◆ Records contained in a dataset
+ + + +

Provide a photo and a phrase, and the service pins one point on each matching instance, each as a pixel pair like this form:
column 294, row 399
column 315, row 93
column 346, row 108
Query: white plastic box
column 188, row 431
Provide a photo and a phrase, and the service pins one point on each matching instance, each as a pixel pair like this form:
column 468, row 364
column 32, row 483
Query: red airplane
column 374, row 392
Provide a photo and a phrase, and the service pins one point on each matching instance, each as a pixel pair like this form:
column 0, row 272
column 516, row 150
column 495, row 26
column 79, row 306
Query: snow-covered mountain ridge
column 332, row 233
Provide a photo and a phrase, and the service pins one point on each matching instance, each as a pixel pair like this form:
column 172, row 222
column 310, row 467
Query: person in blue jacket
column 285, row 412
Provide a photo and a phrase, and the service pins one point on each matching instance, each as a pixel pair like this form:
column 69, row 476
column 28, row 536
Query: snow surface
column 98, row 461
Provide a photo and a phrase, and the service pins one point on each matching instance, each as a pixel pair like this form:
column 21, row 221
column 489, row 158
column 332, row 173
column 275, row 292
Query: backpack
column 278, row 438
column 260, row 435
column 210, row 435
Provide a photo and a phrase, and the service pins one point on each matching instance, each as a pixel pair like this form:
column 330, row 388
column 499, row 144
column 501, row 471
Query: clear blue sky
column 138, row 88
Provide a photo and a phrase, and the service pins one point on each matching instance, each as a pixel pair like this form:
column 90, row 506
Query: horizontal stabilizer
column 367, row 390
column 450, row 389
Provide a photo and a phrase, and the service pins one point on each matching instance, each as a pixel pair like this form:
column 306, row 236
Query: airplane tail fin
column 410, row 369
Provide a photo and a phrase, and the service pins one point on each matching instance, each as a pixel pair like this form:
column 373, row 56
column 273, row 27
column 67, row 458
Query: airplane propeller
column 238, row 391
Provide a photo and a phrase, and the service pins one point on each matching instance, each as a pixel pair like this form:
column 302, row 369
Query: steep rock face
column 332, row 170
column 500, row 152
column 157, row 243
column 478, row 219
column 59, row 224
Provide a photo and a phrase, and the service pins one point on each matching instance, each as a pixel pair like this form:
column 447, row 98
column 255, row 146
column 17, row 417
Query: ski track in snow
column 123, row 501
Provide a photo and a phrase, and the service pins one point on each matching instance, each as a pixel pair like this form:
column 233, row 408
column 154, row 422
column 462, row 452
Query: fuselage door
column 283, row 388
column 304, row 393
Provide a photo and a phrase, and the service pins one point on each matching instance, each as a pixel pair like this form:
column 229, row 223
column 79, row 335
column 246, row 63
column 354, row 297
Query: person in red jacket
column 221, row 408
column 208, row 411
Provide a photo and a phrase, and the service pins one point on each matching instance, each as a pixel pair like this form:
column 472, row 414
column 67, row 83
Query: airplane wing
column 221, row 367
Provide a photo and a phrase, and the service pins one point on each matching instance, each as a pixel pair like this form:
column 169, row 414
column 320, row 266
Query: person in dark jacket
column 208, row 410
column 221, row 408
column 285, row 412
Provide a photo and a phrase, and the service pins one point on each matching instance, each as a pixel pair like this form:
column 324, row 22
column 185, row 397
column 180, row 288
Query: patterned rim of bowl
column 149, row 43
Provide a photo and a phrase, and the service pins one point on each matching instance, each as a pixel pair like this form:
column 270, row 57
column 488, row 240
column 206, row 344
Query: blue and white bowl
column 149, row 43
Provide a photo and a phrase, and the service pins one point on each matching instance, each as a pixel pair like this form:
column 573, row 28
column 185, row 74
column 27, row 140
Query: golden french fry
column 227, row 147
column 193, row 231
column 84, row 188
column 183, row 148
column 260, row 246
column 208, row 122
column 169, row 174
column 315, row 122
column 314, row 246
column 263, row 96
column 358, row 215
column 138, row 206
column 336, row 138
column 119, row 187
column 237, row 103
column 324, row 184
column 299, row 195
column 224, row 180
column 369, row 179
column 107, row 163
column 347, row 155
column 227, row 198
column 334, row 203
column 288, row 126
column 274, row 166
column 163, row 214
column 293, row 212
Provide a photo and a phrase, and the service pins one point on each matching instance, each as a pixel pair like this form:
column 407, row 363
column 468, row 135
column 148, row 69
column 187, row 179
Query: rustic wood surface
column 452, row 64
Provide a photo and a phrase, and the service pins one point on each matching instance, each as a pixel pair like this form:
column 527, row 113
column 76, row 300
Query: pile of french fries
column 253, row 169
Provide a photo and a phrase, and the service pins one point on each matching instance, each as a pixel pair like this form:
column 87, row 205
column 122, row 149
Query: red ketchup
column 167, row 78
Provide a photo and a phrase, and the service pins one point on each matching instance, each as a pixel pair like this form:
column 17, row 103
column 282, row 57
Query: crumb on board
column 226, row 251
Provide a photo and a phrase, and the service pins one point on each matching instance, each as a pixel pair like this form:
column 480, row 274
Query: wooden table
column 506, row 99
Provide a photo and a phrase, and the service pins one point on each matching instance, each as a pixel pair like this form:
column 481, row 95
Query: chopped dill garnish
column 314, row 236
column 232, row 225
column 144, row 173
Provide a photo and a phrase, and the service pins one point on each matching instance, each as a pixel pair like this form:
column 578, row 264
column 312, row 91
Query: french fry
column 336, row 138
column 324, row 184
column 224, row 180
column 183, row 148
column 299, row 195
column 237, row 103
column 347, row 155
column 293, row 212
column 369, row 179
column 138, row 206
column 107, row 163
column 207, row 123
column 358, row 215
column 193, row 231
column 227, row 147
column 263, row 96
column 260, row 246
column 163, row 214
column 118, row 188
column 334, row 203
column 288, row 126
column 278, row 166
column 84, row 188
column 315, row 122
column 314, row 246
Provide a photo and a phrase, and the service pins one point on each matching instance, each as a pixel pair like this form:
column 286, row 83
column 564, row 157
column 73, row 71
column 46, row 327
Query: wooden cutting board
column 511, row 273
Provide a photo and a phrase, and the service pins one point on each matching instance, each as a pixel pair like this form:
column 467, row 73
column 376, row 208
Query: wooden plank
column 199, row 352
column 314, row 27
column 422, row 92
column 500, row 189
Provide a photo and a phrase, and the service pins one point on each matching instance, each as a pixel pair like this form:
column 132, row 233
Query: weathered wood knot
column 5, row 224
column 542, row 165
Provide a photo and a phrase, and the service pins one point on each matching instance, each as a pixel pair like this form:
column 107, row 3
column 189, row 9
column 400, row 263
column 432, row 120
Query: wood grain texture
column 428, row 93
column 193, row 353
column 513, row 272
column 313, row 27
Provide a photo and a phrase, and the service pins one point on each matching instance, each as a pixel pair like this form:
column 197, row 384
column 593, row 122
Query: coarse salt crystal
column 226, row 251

+ + + +

◆ WORK ITEM
All of the data, from the first line to the last, should be written out exactly.

◆ ANSWER FOR THE TASK
Provide a photo and a phrase, and the service pins one point on each matching instance, each as a pixel pair like this form:
column 294, row 399
column 315, row 93
column 346, row 108
Query: white plastic box
column 188, row 431
Provide a photo and a phrase, and the service pins one point on each matching instance, each as a pixel pair like this form:
column 468, row 364
column 32, row 483
Query: red airplane
column 374, row 392
Provide a photo and a phrase, and the service pins one point on each matching instance, each as a pixel pair like this form:
column 0, row 272
column 516, row 150
column 495, row 26
column 79, row 306
Query: snow-covered mountain ridge
column 332, row 233
Provide a photo and a phrase, and the service pins one point on each matching instance, each as a pixel pair like this form:
column 172, row 222
column 310, row 467
Query: person in blue jacket
column 285, row 412
Provide a photo and a phrase, and the service pins one point on each matching instance, each as a pixel pair like this form:
column 69, row 476
column 28, row 536
Query: snow surface
column 98, row 461
Provide a photo and a phrase, and the service pins one point on each matching instance, each as a pixel pair like this form:
column 21, row 221
column 489, row 158
column 332, row 173
column 275, row 292
Query: backpack
column 278, row 438
column 260, row 435
column 210, row 435
Provide a photo and a phrase, and the service pins one point on each matching instance, each as a pixel pair like this form:
column 330, row 388
column 499, row 144
column 501, row 471
Query: clear blue sky
column 138, row 88
Provide a photo and a phrase, and the service pins one point on each matching instance, each as a pixel pair like this form:
column 90, row 506
Query: horizontal stabilizer
column 367, row 390
column 450, row 389
Provide a photo and a phrase, and the service pins one point on each matching instance, each as a pixel pair like this form:
column 306, row 236
Query: airplane tail fin
column 410, row 369
Provide a photo and a phrase, and the service pins one point on each matching instance, each as a pixel pair like this form:
column 373, row 56
column 273, row 27
column 67, row 458
Query: airplane propeller
column 238, row 391
Provide a photo and a phrase, and the service pins one point on each matching instance, each as a pixel pair like this form:
column 302, row 369
Query: steep rock face
column 332, row 170
column 500, row 152
column 157, row 243
column 478, row 219
column 59, row 224
Provide a photo and a phrase, and the service pins one point on each matching instance, each as a pixel pair like this form:
column 447, row 98
column 255, row 146
column 17, row 417
Query: ski track in snow
column 123, row 501
Provide a photo and a phrase, and the service pins one point on each matching instance, each as a pixel pair like this form:
column 233, row 408
column 154, row 422
column 462, row 452
Query: fuselage door
column 283, row 388
column 304, row 393
Provide a photo and a phrase, and the service pins one point on each matching instance, each as a pixel pair like this form:
column 229, row 223
column 79, row 335
column 246, row 63
column 354, row 297
Query: person in red jacket
column 221, row 408
column 208, row 411
Provide a photo and a phrase, and the service pins one point on each matching instance, each as a pixel pair like this form:
column 472, row 414
column 67, row 83
Query: airplane wing
column 221, row 367
Provide a photo and a phrase, and the service pins one point on each matching instance, each as a pixel pair like this form:
column 169, row 414
column 320, row 266
Query: person in dark jacket
column 208, row 410
column 221, row 408
column 285, row 412
Provide a photo and a phrase, and the service pins one point on each matching instance, each as a pixel pair like this form:
column 324, row 22
column 185, row 397
column 180, row 288
Query: patterned rim of bowl
column 149, row 43
Provide a photo and a phrase, and the service pins one point on each matching instance, each as a pixel pair like this form:
column 270, row 57
column 488, row 240
column 206, row 344
Query: blue and white bowl
column 149, row 43
Provide a photo and a phrase, and the service pins one point on each matching instance, each as a pixel pair like this form:
column 573, row 28
column 185, row 74
column 27, row 140
Query: golden french fry
column 227, row 147
column 193, row 231
column 84, row 188
column 183, row 148
column 260, row 246
column 208, row 122
column 169, row 174
column 315, row 122
column 314, row 246
column 263, row 96
column 358, row 215
column 138, row 206
column 336, row 138
column 119, row 187
column 237, row 103
column 324, row 184
column 299, row 195
column 224, row 180
column 369, row 179
column 107, row 163
column 347, row 155
column 227, row 198
column 334, row 203
column 288, row 126
column 274, row 166
column 163, row 214
column 293, row 212
Provide a photo and a phrase, and the service pins one point on each matching instance, each as a pixel pair like this form:
column 407, row 363
column 468, row 135
column 148, row 69
column 187, row 179
Query: rustic wood surface
column 452, row 64
Provide a photo and a phrase, and the service pins one point on each matching instance, each as a pixel pair like this form:
column 527, row 113
column 76, row 300
Query: pile of french fries
column 253, row 169
Provide a photo and a phrase, and the service pins one point on each matching instance, each as a pixel pair like this form:
column 87, row 205
column 122, row 149
Query: red ketchup
column 167, row 78
Provide a photo and a phrase, and the service pins one point on each matching instance, each as a pixel pair like this form:
column 17, row 103
column 282, row 57
Query: crumb on board
column 226, row 251
Provide a photo and a phrase, and the service pins one point on each matching instance, each as a pixel pair like this form:
column 480, row 274
Query: wooden table
column 506, row 99
Provide a photo and a phrase, and the service pins one point on each matching instance, each as a pixel pair like this form:
column 481, row 95
Query: chopped dill garnish
column 314, row 236
column 232, row 225
column 144, row 173
Provide a photo and a phrase, and the service pins one point on each matching instance, each as a pixel pair like this form:
column 578, row 264
column 312, row 91
Query: french fry
column 336, row 138
column 324, row 184
column 224, row 180
column 183, row 148
column 299, row 195
column 237, row 103
column 347, row 155
column 293, row 212
column 369, row 179
column 138, row 206
column 107, row 163
column 207, row 123
column 358, row 215
column 193, row 231
column 227, row 147
column 263, row 96
column 260, row 246
column 163, row 214
column 118, row 188
column 334, row 203
column 288, row 126
column 278, row 166
column 84, row 188
column 315, row 122
column 314, row 246
Provide a photo and a phrase, and the service pins one point on each matching instance, each as a pixel pair like this form:
column 286, row 83
column 564, row 157
column 73, row 71
column 46, row 327
Query: wooden cutting board
column 511, row 273
Provide a photo and a phrase, and the service pins one point on each matching instance, each as a pixel pair like this form:
column 467, row 73
column 376, row 208
Query: wooden plank
column 199, row 352
column 314, row 27
column 422, row 92
column 500, row 189
Provide a photo and a phrase, and the service pins one point on each matching instance, each as a pixel pair like this form:
column 132, row 233
Query: weathered wood knot
column 5, row 224
column 542, row 165
Provide a photo and a phrase, and the service pins one point on each matching instance, each as a pixel pair like this form:
column 107, row 3
column 189, row 9
column 400, row 263
column 432, row 120
Query: wood grain texture
column 428, row 93
column 193, row 353
column 513, row 272
column 313, row 27
Provide a photo and a phrase, and the service pins one point on each matching instance, each as a pixel pair like this form:
column 197, row 384
column 593, row 122
Query: coarse salt crystal
column 226, row 251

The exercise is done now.